**Written exercise**
Here are some records; return them all exactly.

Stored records
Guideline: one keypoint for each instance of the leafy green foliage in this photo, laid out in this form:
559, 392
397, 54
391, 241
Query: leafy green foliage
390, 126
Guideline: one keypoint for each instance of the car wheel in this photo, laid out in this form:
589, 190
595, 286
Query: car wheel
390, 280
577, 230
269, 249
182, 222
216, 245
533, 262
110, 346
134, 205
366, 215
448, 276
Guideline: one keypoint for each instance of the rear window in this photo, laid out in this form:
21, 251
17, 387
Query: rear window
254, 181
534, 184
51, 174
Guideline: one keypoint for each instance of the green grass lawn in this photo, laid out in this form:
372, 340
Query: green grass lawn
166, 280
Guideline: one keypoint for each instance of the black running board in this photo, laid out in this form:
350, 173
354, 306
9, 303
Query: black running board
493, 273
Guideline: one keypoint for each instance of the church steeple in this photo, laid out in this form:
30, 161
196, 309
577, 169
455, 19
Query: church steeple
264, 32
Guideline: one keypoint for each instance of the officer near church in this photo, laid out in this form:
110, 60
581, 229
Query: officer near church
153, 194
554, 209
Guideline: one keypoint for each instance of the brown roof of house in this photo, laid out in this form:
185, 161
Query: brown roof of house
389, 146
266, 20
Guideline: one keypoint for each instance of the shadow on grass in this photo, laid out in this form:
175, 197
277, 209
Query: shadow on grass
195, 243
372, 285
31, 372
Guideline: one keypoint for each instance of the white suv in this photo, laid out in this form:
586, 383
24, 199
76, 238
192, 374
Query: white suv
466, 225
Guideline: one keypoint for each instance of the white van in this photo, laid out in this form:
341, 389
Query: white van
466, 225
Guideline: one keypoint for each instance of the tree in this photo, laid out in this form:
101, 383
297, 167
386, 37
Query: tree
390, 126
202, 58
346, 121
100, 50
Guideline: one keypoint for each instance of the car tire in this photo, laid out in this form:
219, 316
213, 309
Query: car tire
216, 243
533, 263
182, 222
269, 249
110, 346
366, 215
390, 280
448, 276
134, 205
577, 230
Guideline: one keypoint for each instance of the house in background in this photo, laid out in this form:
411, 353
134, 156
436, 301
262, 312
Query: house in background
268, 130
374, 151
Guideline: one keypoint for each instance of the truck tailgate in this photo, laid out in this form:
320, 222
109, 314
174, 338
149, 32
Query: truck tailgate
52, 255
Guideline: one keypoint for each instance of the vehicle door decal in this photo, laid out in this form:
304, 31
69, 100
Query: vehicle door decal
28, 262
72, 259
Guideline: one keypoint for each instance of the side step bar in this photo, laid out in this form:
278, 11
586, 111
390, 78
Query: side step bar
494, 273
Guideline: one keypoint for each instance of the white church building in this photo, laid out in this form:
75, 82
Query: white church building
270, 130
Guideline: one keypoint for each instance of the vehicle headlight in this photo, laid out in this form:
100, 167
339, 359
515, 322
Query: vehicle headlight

**Finished exercise**
Guideline: one keypoint for each instance of the leafy green foliage in this photo, laid out in this form:
559, 392
397, 54
391, 241
Query: leafy green foliage
390, 126
Guideline: one keypoint for each instance of the car wheel in this photo, laid out in this form:
589, 190
595, 286
Query: car wheel
390, 280
577, 230
269, 249
182, 222
216, 245
533, 262
110, 346
134, 205
366, 215
448, 276
Guideline: one keypoint for each instance of the rear window in this photo, laid out in this form:
21, 251
17, 387
Query: rear window
254, 181
534, 184
51, 174
Guideline: one keypoint for each instance of the green grass lawn in this photo, laid out in this form:
372, 340
Query: green grass lawn
166, 280
Guideline: one keypoint for each instance of the black running board in this photo, laid out in this form:
350, 173
354, 306
9, 303
Query: black running board
493, 273
Guideline: one keypoint for each instance of the church steeple in this photo, laid out in this form:
30, 161
196, 309
577, 169
455, 19
Query: church steeple
264, 32
Guideline: one keypoint for each instance of the officer near church in this photo, laid out in this form:
110, 60
581, 229
Query: officer near church
153, 194
554, 209
Guideline: one keypoint for each instance of the brown roof of house in this photo, laid out in this form:
185, 161
Query: brown roof of house
389, 146
266, 20
Guideline: one keypoint for each instance of the shadow on grass in this photo, laid out in this form:
175, 197
277, 209
Query: shadow on grass
195, 243
372, 285
31, 372
Guideline: one keypoint for each instance of the white suv in this photo, laid out in this form:
586, 383
24, 199
76, 238
192, 374
Query: white suv
466, 225
Guideline: one keypoint for each instance of the white van in this photo, laid out in this form:
341, 389
Query: white van
466, 225
Guideline: one keypoint for each instance of the tree in this photo, laid out in this form:
101, 383
297, 167
386, 37
Query: tree
390, 126
202, 58
346, 121
100, 50
Guideline: one keypoint for each instance of the car tire in this photo, laid out in this form:
219, 316
213, 309
Query: car tire
216, 243
533, 263
182, 222
269, 249
110, 346
366, 215
390, 280
448, 276
134, 205
577, 230
Guideline: one keypoint for each instance of the house in background in this photo, laid out in this form:
411, 353
134, 156
436, 301
262, 312
Query: house in background
268, 130
374, 151
Guideline: one keypoint for each instance of the truck tailgate in this photo, laid out in this form:
320, 222
109, 314
174, 338
149, 32
Query: truck tailgate
52, 255
Guideline: one keypoint for each instance of the vehicle door decal in this photo, laid out in this form:
304, 31
69, 100
Query: vehicle door decal
28, 262
72, 259
Guideline: one keypoint for each instance of the side step bar in this photo, laid out in this form:
278, 11
586, 111
390, 78
Query: side step bar
494, 273
Guideline: one keypoint for each instance of the white church building in this photo, laid out in this form:
75, 82
Query: white church building
270, 130
Guideline: one keypoint for each instance of the vehicle headlight in this photo, laid out in this form:
100, 167
339, 359
515, 322
Query: vehicle headlight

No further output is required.